(Passage to read Opens)

Children and Chiropractic

The newsletters are back from a lengthy absence, but not without a good reason. As some of you may already know, my wife and I (Dr. Dan) welcomed into our lives a little bundle of joy. On August 17th at 5:20 AM, our daughter, Havi Lia Myerowitz, came into this world. Weighing in at 7 lbs 12 oz. and 21 inches long, she’s already taking the world by storm and ruling our house like a queen. We had a home birth with a midwife and a doula, and everything went very well. It was an amazing experience to be an active participant in my daughter’s birth and not just a spectator. I owe a lot of my health to having received Chiropractic adjustments from birth throughout my entire life. Neither my brothers, my sister, nor I have ever had an ear infection. Just as I was adjusted since birth, I had the wonderful opportunity to assist my daughter’s body in adapting to stresses of the outside world.

(Passage to read Closes)
(Excerpted records Opens)

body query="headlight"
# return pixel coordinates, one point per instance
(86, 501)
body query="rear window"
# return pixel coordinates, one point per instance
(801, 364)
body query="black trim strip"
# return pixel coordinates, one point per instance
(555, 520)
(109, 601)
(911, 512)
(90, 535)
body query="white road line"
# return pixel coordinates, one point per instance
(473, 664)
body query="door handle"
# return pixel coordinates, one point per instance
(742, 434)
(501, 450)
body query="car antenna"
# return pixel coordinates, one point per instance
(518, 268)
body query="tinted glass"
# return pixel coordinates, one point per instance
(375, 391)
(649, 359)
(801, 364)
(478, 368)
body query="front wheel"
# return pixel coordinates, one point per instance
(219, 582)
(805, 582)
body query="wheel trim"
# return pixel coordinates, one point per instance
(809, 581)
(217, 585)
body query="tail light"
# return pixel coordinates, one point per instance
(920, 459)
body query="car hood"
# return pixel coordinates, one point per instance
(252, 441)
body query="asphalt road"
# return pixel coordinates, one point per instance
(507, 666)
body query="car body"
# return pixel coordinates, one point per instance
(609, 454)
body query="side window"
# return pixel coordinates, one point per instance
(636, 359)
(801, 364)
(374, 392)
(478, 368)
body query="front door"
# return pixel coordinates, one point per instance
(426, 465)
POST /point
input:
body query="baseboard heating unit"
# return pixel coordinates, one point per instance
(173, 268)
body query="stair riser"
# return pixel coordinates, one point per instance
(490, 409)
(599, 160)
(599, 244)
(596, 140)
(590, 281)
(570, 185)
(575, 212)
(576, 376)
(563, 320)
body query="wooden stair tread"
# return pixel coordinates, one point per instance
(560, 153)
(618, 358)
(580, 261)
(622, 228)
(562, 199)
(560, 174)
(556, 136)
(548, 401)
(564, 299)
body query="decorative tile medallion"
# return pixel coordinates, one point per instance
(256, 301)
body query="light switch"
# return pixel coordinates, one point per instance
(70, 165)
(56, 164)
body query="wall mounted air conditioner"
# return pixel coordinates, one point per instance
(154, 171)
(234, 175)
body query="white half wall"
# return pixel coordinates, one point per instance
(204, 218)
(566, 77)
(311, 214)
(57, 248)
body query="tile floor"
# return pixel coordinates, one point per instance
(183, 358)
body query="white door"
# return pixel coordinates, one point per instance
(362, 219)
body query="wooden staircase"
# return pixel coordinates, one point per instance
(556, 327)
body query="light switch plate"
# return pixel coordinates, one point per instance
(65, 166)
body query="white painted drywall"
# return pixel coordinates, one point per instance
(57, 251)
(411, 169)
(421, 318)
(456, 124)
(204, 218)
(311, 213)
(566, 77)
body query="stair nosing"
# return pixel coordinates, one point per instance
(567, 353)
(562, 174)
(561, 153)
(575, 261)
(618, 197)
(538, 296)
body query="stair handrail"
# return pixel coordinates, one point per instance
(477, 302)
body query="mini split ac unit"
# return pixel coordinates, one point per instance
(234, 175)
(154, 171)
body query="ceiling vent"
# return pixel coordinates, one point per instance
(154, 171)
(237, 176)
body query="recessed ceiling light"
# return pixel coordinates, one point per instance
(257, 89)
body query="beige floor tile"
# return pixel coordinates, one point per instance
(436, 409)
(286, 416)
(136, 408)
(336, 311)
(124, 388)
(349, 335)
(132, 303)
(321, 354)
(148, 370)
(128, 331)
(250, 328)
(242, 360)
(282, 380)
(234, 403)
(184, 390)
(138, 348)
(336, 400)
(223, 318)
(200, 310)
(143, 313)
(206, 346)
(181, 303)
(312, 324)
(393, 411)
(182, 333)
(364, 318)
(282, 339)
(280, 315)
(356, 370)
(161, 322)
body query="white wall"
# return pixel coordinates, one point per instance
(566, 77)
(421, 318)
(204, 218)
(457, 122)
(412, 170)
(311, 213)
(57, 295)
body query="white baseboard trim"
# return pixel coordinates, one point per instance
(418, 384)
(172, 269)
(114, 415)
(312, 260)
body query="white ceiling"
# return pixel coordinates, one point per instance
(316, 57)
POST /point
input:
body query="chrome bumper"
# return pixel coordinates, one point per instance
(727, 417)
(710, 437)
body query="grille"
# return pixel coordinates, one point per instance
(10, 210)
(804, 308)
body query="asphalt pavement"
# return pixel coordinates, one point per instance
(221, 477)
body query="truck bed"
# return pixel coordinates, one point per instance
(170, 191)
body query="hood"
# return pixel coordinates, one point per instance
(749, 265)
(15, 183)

(Excerpted records Closes)

• **About this task**: Reproduce the newsletter excerpt on children and chiropractic in its entirety, word for word. Draw solely on the newsletter excerpt on children and chiropractic.

• **Answer section**:
Children and Chiropractic

The newsletters are back from a lengthy absence, but not without a good reason. As some of you may already know, my wife and I (Dr. Dan) welcomed into our lives a little bundle of joy. On August 17th at 5:20 AM, our daughter, Havi Lia Myerowitz, came into this world. Weighing in at 7 lbs 12 oz. and 21 inches long, she’s already taking the world by storm and ruling our house like a queen. We had a home birth with a midwife and a doula, and everything went very well. It was an amazing experience to be an active participant in my daughter’s birth and not just a spectator. I owe a lot of my health to having received Chiropractic adjustments from birth throughout my entire life. Neither my brothers, my sister, nor I have ever had an ear infection. Just as I was adjusted since birth, I had the wonderful opportunity to assist my daughter’s body in adapting to stresses of the outside world.